Start SELECTION
The state justices said Thursday that given the initial uncertainty and confusion surrounding the actions of the student gunman, “there was no duty for the Commonwealth to warn students about the potential for criminal acts by third parties,” meaning gunman Seung-Hui Cho.

He went on a shooting rampage on the Blacksburg, Virginia, campus that left 32 people dead. The young man then took his own life.

Eugene Volokh finds the pertinent portion of the ruling which explains why the liability shouldn’t be as broad as the plaintiffs maintained.

[E]ven if there was a special relationship between the Commonwealth and students of Virginia Tech, under the facts of this case, there was no duty for the Commonwealth to warn students about the potential for criminal acts by third parties….

[E]ven if this Court were to apply the less stringent standard of “know or have reasonably foreseen,” there simply are not sufficient facts from which this Court could conclude that the duty to protect students against third party criminal acts arose as a matter of law. In this case, the Commonwealth knew that there had been a shooting in a dormitory in which one student was critically wounded and one was murdered. The Commonwealth also knew that the shooter had not been apprehended. At that time, the Commonwealth did not know who the shooter was, as law enforcement was in the early stages of its investigation of the crime.
End SELECTION
Start LISTED RECORDS
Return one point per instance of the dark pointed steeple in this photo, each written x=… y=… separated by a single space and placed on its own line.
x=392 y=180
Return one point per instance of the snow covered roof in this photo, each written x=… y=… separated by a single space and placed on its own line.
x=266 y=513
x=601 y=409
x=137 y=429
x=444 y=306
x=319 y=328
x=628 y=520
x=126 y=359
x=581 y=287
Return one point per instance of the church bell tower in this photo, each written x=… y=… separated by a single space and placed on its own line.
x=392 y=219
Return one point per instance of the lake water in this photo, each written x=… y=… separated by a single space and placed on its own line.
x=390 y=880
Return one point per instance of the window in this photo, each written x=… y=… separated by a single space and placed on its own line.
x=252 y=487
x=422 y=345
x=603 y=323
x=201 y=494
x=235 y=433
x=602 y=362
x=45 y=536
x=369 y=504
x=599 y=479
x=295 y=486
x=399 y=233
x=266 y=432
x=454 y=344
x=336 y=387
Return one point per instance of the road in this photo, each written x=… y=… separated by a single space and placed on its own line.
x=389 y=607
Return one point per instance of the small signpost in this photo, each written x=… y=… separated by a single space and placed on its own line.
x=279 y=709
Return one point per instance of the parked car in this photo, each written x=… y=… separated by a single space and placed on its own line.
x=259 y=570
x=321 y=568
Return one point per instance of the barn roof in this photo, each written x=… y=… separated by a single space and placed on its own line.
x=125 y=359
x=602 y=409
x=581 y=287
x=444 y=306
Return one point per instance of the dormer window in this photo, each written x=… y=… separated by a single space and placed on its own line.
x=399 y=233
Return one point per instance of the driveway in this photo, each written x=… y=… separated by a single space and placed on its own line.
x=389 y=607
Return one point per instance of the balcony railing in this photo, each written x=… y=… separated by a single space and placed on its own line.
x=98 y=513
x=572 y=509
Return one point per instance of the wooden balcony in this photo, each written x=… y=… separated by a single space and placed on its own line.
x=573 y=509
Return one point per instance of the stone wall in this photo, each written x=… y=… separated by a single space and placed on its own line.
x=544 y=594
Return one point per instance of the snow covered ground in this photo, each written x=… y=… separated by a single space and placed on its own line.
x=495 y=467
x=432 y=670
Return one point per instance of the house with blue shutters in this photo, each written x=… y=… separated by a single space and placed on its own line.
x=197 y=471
End LISTED RECORDS
• PROBLEMS TO SOLVE
A - According to the passage on the Virginia Tech ruling, what did the Commonwealth know at the time? List each fact.
B - Return the part of the passage on the Virginia Tech ruling starting with "The state justices" and going on through "by third parties….".

• FULL SOLUTIONS
A -
- There had been a shooting in a dormitory.
- One student was critically wounded and one was murdered.
- The shooter had not been apprehended.

B -
The state justices said Thursday that given the initial uncertainty and confusion surrounding the actions of the student gunman, “there was no duty for the Commonwealth to warn students about the potential for criminal acts by third parties,” meaning gunman Seung-Hui Cho.

He went on a shooting rampage on the Blacksburg, Virginia, campus that left 32 people dead. The young man then took his own life.

Eugene Volokh finds the pertinent portion of the ruling which explains why the liability shouldn’t be as broad as the plaintiffs maintained.

[E]ven if there was a special relationship between the Commonwealth and students of Virginia Tech, under the facts of this case, there was no duty for the Commonwealth to warn students about the potential for criminal acts by third parties….